**BRIEF**
Could you give the data below again, exactly and completely?

**THE RECORDS**
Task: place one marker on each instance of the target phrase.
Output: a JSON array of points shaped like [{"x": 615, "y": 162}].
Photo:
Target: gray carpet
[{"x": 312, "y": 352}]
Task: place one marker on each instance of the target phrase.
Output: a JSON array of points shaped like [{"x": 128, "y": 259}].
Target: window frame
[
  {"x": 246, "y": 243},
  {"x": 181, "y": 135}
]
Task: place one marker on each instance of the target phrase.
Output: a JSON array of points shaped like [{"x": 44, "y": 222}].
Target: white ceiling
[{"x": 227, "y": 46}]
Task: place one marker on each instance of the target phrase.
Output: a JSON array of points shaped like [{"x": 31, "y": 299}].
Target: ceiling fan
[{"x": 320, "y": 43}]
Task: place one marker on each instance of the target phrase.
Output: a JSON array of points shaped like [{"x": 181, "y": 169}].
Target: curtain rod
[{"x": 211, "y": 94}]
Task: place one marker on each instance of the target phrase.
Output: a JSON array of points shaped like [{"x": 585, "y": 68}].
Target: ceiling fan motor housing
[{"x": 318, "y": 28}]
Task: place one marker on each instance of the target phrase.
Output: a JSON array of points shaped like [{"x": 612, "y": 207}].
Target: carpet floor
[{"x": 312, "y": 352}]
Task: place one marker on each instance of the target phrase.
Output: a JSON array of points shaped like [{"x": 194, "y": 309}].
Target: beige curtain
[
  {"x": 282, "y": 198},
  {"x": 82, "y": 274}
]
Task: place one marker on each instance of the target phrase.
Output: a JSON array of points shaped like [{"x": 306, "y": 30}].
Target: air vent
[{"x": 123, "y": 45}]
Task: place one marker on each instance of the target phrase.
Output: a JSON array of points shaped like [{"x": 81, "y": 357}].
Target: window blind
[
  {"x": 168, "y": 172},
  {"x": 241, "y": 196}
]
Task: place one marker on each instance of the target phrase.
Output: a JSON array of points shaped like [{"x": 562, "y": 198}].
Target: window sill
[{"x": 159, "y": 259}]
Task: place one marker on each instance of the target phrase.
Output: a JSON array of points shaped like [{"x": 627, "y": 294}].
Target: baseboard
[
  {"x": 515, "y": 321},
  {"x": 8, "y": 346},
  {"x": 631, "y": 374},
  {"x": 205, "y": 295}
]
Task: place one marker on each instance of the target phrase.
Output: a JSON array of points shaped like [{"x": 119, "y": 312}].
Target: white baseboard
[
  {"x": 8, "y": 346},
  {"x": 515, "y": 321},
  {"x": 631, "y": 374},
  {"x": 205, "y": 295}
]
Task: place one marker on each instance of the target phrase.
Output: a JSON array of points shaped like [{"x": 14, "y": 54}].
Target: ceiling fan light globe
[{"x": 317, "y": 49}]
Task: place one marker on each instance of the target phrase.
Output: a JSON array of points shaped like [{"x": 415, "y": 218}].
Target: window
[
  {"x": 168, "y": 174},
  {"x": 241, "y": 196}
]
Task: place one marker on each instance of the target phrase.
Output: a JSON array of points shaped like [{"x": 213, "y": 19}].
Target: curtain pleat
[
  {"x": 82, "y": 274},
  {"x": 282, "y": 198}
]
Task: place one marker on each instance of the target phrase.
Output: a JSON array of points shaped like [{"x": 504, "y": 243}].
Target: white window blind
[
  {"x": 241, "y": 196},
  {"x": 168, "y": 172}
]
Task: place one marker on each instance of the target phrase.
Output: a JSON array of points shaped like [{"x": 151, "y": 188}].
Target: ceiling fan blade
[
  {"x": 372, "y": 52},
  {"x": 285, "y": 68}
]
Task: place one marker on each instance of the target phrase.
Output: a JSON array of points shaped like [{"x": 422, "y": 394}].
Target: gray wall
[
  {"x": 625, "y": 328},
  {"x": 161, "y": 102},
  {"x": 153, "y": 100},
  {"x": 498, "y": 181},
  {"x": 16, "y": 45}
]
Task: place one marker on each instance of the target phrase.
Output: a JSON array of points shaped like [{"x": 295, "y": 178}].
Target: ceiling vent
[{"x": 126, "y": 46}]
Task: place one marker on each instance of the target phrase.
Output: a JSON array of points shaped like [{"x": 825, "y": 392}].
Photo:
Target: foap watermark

**TASK RESULT**
Task: place one marker on each instance of the target phrase.
Output: a JSON array of points shaped like [{"x": 615, "y": 162}].
Photo:
Target: gray carpet
[{"x": 312, "y": 352}]
Task: place one marker on each instance of the target phrase.
Output: a JSON array of points shaped like [{"x": 128, "y": 259}].
Target: window frame
[
  {"x": 246, "y": 243},
  {"x": 181, "y": 135}
]
Task: place one marker on each instance of the target phrase.
Output: a JSON array of points shaped like [{"x": 44, "y": 222}].
Target: white ceiling
[{"x": 227, "y": 46}]
Task: place one marker on each instance of the target phrase.
Output: a JSON array of points shaped like [{"x": 31, "y": 299}].
Target: ceiling fan
[{"x": 320, "y": 43}]
Task: place one marker on each instance of the target phrase.
Output: a JSON array of points shaped like [{"x": 181, "y": 169}].
Target: curtain rod
[{"x": 211, "y": 94}]
Task: place one marker on each instance of the target phrase.
Output: a JSON array of points shaped like [{"x": 585, "y": 68}].
Target: ceiling fan motor housing
[{"x": 318, "y": 28}]
Task: place one marker on each instance of the target phrase.
Output: a JSON array of points shaped like [{"x": 612, "y": 207}].
Target: carpet floor
[{"x": 312, "y": 352}]
Task: place one marker on each instance of the target phrase.
Output: a JSON array of points shaped like [{"x": 194, "y": 309}].
Target: beige curtain
[
  {"x": 282, "y": 198},
  {"x": 82, "y": 274}
]
Task: place one marker on each instance of the target phrase.
Output: a JSON array of points shaped like [{"x": 306, "y": 30}].
Target: air vent
[{"x": 123, "y": 45}]
Task: place one marker on each instance of the target phrase.
Output: a JSON array of points shaped like [{"x": 81, "y": 357}].
Target: window blind
[
  {"x": 168, "y": 172},
  {"x": 241, "y": 196}
]
Task: place one marker on each instance of the target phrase.
Output: a JSON array of points shaped like [{"x": 562, "y": 198}].
Target: window sill
[{"x": 159, "y": 259}]
Task: place one marker on each instance of the target phrase.
Output: a JSON array of points shaped like [{"x": 627, "y": 294}].
Target: baseboard
[
  {"x": 515, "y": 321},
  {"x": 8, "y": 346},
  {"x": 631, "y": 374},
  {"x": 205, "y": 295}
]
Task: place one marker on each instance of the target phrase.
Output: a JSON array of points shaped like [{"x": 119, "y": 312}].
Target: white baseboard
[
  {"x": 8, "y": 346},
  {"x": 515, "y": 321},
  {"x": 631, "y": 374},
  {"x": 205, "y": 295}
]
Task: place one marker on each instance of the target phrase.
Output: a JSON array of points shaped like [{"x": 14, "y": 54}].
Target: ceiling fan light globe
[{"x": 317, "y": 49}]
Task: place one marker on each instance of the target phrase.
Output: a JSON array of points shaped like [{"x": 415, "y": 218}].
Target: window
[
  {"x": 168, "y": 174},
  {"x": 241, "y": 196}
]
Task: place one marker on each instance of the target phrase.
Output: a JSON array of points shaped like [{"x": 213, "y": 19}].
Target: curtain pleat
[
  {"x": 82, "y": 274},
  {"x": 282, "y": 198}
]
Task: place one marker on each instance of the target phrase.
Output: a JSON array of points shaped like [{"x": 504, "y": 243}].
Target: white window blind
[
  {"x": 241, "y": 196},
  {"x": 168, "y": 172}
]
Task: place one marker on each instance of the target phrase.
Output: a JSON array of points shaped like [{"x": 151, "y": 188}].
Target: ceiling fan blade
[
  {"x": 372, "y": 52},
  {"x": 285, "y": 68}
]
Task: place one marker on each instance of the target phrase.
Output: a JSON array of points shaped like [{"x": 422, "y": 394}].
Target: gray wall
[
  {"x": 625, "y": 328},
  {"x": 161, "y": 102},
  {"x": 153, "y": 100},
  {"x": 498, "y": 181},
  {"x": 16, "y": 45}
]
Task: place one marker on each instance of the target phrase.
Output: a JSON array of points shaped like [{"x": 295, "y": 178}].
Target: ceiling vent
[{"x": 126, "y": 46}]
Task: place one marker on each instance of the target phrase.
Output: a JSON array of points shaped like [{"x": 825, "y": 392}].
Photo:
Target: foap watermark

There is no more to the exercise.